** Start **

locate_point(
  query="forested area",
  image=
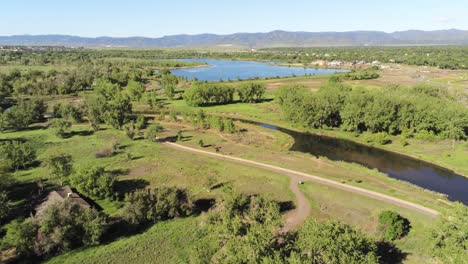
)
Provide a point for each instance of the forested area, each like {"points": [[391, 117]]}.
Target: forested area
{"points": [[203, 94], [422, 111]]}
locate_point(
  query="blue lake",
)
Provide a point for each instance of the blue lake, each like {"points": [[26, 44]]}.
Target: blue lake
{"points": [[234, 70]]}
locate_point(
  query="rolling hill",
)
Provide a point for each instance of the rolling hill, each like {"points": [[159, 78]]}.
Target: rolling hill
{"points": [[276, 38]]}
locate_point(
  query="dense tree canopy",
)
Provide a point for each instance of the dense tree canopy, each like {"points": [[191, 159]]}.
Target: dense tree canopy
{"points": [[93, 182], [450, 236], [154, 205], [201, 94], [393, 110]]}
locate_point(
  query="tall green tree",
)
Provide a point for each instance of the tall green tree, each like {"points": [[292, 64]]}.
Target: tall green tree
{"points": [[450, 235], [17, 155], [60, 167], [93, 182]]}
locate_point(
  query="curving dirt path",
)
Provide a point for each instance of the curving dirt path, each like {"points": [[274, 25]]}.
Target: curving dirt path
{"points": [[297, 216]]}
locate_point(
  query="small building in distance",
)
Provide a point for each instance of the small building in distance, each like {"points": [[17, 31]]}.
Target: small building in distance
{"points": [[319, 63], [62, 194]]}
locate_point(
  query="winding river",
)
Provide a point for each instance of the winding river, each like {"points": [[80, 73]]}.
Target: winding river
{"points": [[415, 171]]}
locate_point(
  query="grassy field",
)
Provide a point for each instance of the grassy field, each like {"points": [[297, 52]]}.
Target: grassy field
{"points": [[140, 163], [157, 164], [445, 153], [355, 210], [149, 164], [166, 242]]}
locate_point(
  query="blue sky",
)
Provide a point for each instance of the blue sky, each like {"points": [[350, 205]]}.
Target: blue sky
{"points": [[167, 17]]}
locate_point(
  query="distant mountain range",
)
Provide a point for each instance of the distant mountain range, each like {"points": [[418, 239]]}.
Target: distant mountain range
{"points": [[253, 40]]}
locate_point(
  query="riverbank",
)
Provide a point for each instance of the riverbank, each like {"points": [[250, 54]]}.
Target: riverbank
{"points": [[439, 153]]}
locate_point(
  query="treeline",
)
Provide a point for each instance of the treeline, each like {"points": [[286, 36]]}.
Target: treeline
{"points": [[244, 229], [62, 226], [444, 57], [203, 93], [361, 75], [53, 82], [67, 56], [422, 111]]}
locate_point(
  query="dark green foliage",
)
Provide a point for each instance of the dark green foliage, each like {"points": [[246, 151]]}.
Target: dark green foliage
{"points": [[152, 206], [201, 143], [93, 182], [450, 236], [153, 131], [64, 226], [202, 94], [21, 115], [179, 136], [109, 104], [20, 235], [60, 167], [4, 206], [361, 75], [393, 226], [118, 111], [130, 130], [240, 230], [68, 112], [152, 99], [251, 92], [140, 123], [169, 83], [228, 126], [17, 155], [60, 127], [332, 242], [391, 110], [135, 90]]}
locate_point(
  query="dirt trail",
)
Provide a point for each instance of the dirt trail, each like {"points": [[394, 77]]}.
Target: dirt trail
{"points": [[297, 216]]}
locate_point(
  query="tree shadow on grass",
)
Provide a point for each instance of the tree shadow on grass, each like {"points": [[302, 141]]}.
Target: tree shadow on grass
{"points": [[389, 253], [82, 133], [285, 206], [126, 186], [25, 196], [203, 205]]}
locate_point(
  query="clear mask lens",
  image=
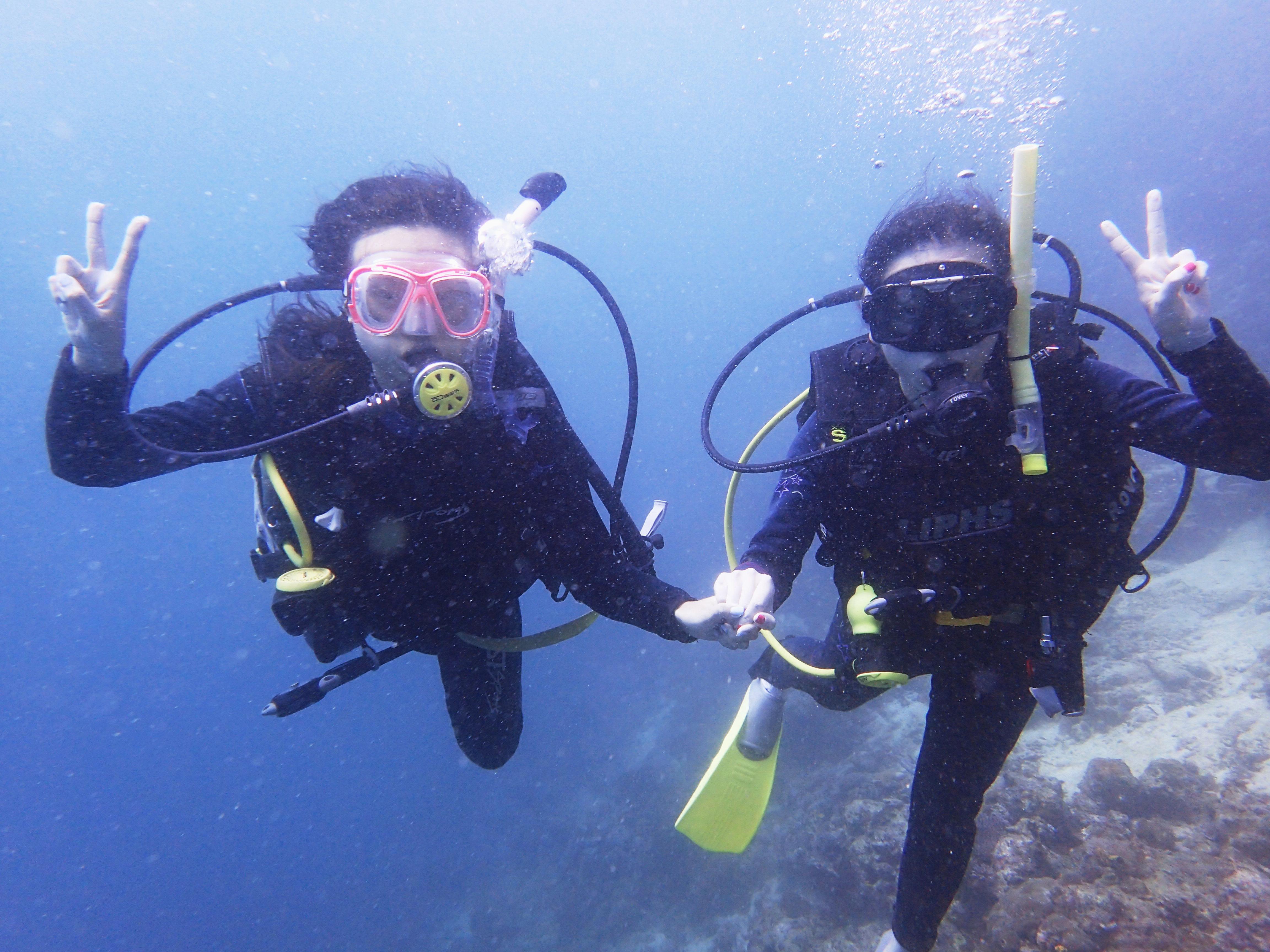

** End **

▸ **TASK INSTRUCTIONS**: Copy out each line in the rows above that contains the word "grassy".

▸ **RESPONSE TO THE TASK**:
  query="grassy field",
Provide a point for each instance of the grassy field, each like {"points": [[297, 52]]}.
Target: grassy field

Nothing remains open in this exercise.